Restate the records in their entirety, word for word.

◆ Data provided:
Start
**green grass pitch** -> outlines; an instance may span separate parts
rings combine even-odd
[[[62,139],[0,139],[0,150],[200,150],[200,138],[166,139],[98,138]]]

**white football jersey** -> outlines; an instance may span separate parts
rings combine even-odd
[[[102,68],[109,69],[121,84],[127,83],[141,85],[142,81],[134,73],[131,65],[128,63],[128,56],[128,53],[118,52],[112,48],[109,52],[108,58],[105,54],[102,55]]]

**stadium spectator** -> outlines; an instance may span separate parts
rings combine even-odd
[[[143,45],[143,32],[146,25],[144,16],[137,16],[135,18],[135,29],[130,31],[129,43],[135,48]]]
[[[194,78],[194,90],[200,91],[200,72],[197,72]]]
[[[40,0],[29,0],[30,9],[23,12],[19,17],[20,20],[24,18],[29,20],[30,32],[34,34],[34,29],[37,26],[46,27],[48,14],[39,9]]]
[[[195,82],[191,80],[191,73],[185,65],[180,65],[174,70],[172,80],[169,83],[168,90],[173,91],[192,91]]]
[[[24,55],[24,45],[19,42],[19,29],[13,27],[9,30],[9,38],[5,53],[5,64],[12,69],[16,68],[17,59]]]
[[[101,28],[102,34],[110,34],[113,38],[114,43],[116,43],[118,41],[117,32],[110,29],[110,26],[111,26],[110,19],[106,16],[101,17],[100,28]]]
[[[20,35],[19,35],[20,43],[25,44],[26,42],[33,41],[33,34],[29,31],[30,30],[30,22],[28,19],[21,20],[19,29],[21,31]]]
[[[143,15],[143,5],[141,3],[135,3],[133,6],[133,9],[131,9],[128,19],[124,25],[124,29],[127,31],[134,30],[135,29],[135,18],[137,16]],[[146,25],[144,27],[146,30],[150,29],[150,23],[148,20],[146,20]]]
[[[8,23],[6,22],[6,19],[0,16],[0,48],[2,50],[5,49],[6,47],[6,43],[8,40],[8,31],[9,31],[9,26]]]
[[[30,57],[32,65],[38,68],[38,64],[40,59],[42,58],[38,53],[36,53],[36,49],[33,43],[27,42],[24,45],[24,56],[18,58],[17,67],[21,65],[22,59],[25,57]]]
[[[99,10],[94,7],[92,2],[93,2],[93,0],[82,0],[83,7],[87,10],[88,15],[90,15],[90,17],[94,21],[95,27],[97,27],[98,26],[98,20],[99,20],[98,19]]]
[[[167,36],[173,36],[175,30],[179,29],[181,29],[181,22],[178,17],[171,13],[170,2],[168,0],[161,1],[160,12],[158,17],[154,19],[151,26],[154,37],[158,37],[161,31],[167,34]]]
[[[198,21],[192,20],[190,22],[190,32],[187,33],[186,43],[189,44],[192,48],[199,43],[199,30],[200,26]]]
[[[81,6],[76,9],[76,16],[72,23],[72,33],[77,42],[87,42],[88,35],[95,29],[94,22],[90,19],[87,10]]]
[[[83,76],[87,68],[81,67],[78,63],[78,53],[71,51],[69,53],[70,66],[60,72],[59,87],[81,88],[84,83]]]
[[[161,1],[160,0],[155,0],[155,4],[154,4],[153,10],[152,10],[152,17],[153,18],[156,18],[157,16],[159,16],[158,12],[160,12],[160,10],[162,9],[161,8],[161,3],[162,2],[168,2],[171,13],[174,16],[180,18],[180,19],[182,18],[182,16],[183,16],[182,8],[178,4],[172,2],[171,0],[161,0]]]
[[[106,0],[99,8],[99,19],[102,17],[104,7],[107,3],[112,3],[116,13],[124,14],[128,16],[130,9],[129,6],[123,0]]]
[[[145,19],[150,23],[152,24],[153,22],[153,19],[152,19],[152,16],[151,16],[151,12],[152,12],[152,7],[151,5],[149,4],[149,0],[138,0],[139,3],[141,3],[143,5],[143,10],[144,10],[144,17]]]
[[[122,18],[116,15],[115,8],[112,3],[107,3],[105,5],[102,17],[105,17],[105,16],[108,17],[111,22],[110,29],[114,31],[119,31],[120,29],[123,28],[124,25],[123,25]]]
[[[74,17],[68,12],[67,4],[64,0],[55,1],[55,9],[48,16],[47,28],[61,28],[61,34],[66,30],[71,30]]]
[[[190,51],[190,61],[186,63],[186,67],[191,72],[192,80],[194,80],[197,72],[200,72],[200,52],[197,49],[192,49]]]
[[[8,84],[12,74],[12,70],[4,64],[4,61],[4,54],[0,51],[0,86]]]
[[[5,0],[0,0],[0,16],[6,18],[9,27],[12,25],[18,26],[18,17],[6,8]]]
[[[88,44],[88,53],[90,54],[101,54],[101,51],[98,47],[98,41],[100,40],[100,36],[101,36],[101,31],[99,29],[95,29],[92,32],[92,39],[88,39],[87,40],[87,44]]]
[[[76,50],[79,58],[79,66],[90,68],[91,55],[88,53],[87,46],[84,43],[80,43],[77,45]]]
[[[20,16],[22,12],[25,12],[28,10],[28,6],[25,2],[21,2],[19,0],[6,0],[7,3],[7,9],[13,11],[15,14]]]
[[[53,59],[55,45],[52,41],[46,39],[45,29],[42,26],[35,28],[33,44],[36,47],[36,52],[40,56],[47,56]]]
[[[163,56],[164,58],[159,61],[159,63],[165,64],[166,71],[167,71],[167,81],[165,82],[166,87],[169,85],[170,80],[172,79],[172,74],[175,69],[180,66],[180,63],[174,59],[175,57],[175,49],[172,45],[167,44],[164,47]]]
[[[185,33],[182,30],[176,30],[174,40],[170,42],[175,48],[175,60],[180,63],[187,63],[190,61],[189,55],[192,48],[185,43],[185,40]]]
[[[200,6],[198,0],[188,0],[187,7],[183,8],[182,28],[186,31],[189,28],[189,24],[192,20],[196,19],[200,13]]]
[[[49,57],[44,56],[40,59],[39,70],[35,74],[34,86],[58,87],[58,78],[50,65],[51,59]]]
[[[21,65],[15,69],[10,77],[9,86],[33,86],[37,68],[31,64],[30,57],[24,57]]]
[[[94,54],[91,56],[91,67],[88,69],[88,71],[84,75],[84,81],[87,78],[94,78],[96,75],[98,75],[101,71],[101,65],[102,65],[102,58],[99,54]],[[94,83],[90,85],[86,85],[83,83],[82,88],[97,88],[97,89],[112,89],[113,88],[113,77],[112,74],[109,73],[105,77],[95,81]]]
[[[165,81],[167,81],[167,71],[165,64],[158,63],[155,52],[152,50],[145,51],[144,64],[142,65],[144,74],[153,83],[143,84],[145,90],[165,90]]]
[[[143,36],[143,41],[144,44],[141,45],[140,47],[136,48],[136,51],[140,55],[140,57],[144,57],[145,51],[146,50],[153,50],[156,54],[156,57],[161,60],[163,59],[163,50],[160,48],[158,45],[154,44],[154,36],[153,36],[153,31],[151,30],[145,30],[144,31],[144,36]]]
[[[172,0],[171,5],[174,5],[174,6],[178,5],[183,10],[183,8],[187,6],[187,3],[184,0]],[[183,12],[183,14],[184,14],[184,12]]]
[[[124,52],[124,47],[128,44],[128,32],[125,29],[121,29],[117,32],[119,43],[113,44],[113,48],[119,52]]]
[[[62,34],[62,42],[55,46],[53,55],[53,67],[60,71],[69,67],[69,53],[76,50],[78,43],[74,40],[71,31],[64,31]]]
End
◆ Worked answer:
**green grass pitch** -> outlines; an instance may span separate parts
rings combine even-odd
[[[62,139],[0,139],[0,150],[200,150],[200,138],[166,139],[98,138]]]

**white football jersey** -> outlines; an instance may span separate parts
rings combine even-odd
[[[102,68],[109,69],[121,84],[127,83],[141,85],[142,81],[134,73],[131,65],[128,63],[128,56],[128,53],[118,52],[112,48],[109,52],[108,58],[105,54],[102,55]]]

**stadium spectator** -> outlines; an instance may span separate parts
rings combine even-odd
[[[143,45],[143,32],[146,25],[144,16],[137,16],[135,18],[135,29],[130,31],[129,43],[135,48]]]
[[[194,78],[194,90],[200,91],[200,72],[197,72]]]
[[[40,0],[29,0],[30,9],[23,12],[19,17],[20,20],[24,18],[29,20],[30,32],[34,34],[34,29],[37,26],[46,27],[48,14],[39,9]]]
[[[195,82],[191,80],[191,73],[185,65],[180,65],[174,70],[172,80],[169,83],[168,90],[173,91],[192,91]]]
[[[24,55],[24,45],[19,42],[19,29],[13,27],[9,30],[9,38],[5,53],[5,64],[12,69],[16,68],[17,59]]]
[[[101,28],[102,34],[110,34],[113,38],[114,43],[116,43],[118,41],[117,32],[110,29],[110,26],[111,26],[110,19],[106,16],[101,17],[100,28]]]
[[[20,35],[19,35],[20,43],[25,44],[26,42],[33,41],[33,34],[29,31],[30,30],[30,22],[28,19],[21,20],[19,29],[21,31]]]
[[[143,15],[143,5],[141,3],[135,3],[133,6],[133,9],[131,9],[128,19],[124,25],[124,29],[127,31],[134,30],[135,29],[135,18],[137,16]],[[146,25],[144,27],[146,30],[150,29],[150,23],[148,20],[146,20]]]
[[[8,23],[6,22],[6,19],[0,16],[0,48],[2,50],[5,49],[6,47],[6,43],[8,40],[8,31],[9,31],[9,26]]]
[[[30,57],[32,65],[38,68],[38,64],[40,59],[42,58],[38,53],[36,53],[36,49],[33,43],[27,42],[24,45],[24,56],[18,58],[17,67],[21,65],[22,59],[25,57]]]
[[[99,10],[94,7],[92,2],[93,2],[93,0],[82,0],[83,7],[87,10],[88,15],[90,15],[90,17],[94,21],[95,27],[97,27],[98,26],[98,20],[99,20],[98,19]]]
[[[167,36],[173,36],[175,30],[179,29],[181,29],[181,22],[178,17],[171,13],[170,2],[168,0],[161,1],[160,12],[158,17],[154,19],[151,26],[154,37],[158,37],[161,31],[167,34]]]
[[[198,21],[192,20],[190,22],[190,32],[187,33],[186,43],[189,44],[192,48],[199,43],[199,30],[200,26]]]
[[[81,6],[76,9],[76,16],[72,23],[72,33],[77,42],[87,42],[88,35],[95,29],[94,22],[90,19],[87,10]]]
[[[83,76],[87,68],[81,67],[78,63],[78,53],[71,51],[69,53],[70,66],[60,72],[59,87],[81,88],[84,83]]]
[[[161,1],[160,0],[155,0],[155,4],[154,4],[153,10],[152,10],[152,17],[153,18],[156,18],[157,16],[159,16],[158,12],[160,12],[160,10],[162,9],[161,8],[161,3],[162,2],[168,2],[171,13],[174,16],[180,18],[180,19],[182,18],[182,16],[183,16],[182,8],[178,4],[172,2],[171,0],[161,0]]]
[[[106,0],[99,8],[99,19],[102,17],[104,7],[107,3],[112,3],[116,13],[124,14],[128,16],[130,9],[129,6],[123,0]]]
[[[145,19],[150,23],[152,24],[153,22],[153,19],[152,19],[152,16],[151,16],[151,12],[152,12],[152,7],[151,5],[149,4],[149,0],[138,0],[139,3],[141,3],[143,5],[143,10],[144,10],[144,17]]]
[[[122,18],[116,15],[115,8],[112,3],[107,3],[105,5],[102,17],[105,17],[105,16],[108,17],[111,22],[110,29],[114,31],[119,31],[120,29],[123,28],[124,25],[123,25]]]
[[[74,17],[68,12],[67,4],[64,0],[55,1],[55,9],[48,16],[47,28],[61,28],[61,34],[66,30],[71,30]]]
[[[190,51],[190,61],[186,63],[186,67],[191,72],[192,80],[194,80],[197,72],[200,72],[200,52],[197,49],[192,49]]]
[[[8,84],[12,74],[12,70],[4,64],[4,61],[4,54],[0,51],[0,86]]]
[[[5,0],[0,0],[0,16],[6,18],[9,27],[12,25],[18,26],[18,17],[6,8]]]
[[[88,44],[88,53],[90,54],[101,54],[101,51],[98,47],[98,41],[100,40],[100,36],[101,36],[101,31],[99,29],[95,29],[92,32],[92,39],[88,39],[87,40],[87,44]]]
[[[76,50],[79,58],[79,66],[90,68],[91,55],[88,53],[87,46],[84,43],[80,43],[77,45]]]
[[[20,16],[22,12],[25,12],[28,10],[28,6],[25,2],[21,2],[19,0],[6,0],[7,3],[7,9],[13,11],[15,14]]]
[[[53,59],[55,45],[52,41],[46,39],[45,29],[42,26],[35,28],[33,44],[36,47],[36,52],[40,56],[47,56]]]
[[[163,56],[164,58],[159,61],[159,63],[165,64],[166,71],[167,71],[167,81],[165,82],[166,87],[169,85],[170,80],[172,79],[172,74],[175,69],[180,66],[180,63],[174,59],[175,57],[175,49],[172,45],[167,44],[164,47]]]
[[[185,33],[182,30],[176,30],[174,40],[170,42],[175,48],[175,60],[180,63],[187,63],[190,61],[189,55],[192,48],[185,43],[185,40]]]
[[[200,6],[198,0],[188,0],[187,7],[183,8],[182,28],[186,31],[189,28],[189,24],[192,20],[196,19],[200,13]]]
[[[49,57],[44,56],[40,59],[39,70],[35,74],[34,86],[58,87],[58,78],[50,65],[51,59]]]
[[[21,65],[15,69],[10,77],[9,86],[33,86],[37,68],[31,64],[30,57],[24,57]]]
[[[94,54],[91,56],[91,67],[88,69],[88,71],[84,75],[84,81],[87,78],[94,78],[96,75],[98,75],[101,71],[101,65],[102,65],[102,58],[99,54]],[[94,83],[90,85],[86,85],[83,83],[82,88],[97,88],[97,89],[112,89],[113,88],[113,77],[112,74],[109,73],[105,77],[95,81]]]
[[[165,81],[167,81],[167,71],[165,64],[158,63],[155,52],[152,50],[145,51],[144,64],[142,65],[144,74],[153,83],[143,84],[145,90],[165,90]]]
[[[143,36],[143,41],[144,44],[141,45],[140,47],[136,48],[136,51],[140,55],[140,57],[144,57],[145,51],[146,50],[153,50],[156,54],[156,57],[161,60],[163,59],[163,50],[160,48],[158,45],[154,44],[154,36],[153,36],[153,31],[151,30],[145,30],[144,31],[144,36]]]
[[[172,0],[171,5],[174,5],[174,6],[178,5],[183,10],[183,8],[187,6],[187,3],[184,0]],[[183,12],[183,14],[184,14],[184,12]]]
[[[124,52],[124,47],[128,44],[128,32],[125,29],[121,29],[117,32],[119,43],[113,44],[113,48],[119,52]]]
[[[62,34],[62,42],[55,46],[53,55],[53,67],[60,71],[69,67],[69,53],[76,50],[78,43],[74,40],[71,31],[64,31]]]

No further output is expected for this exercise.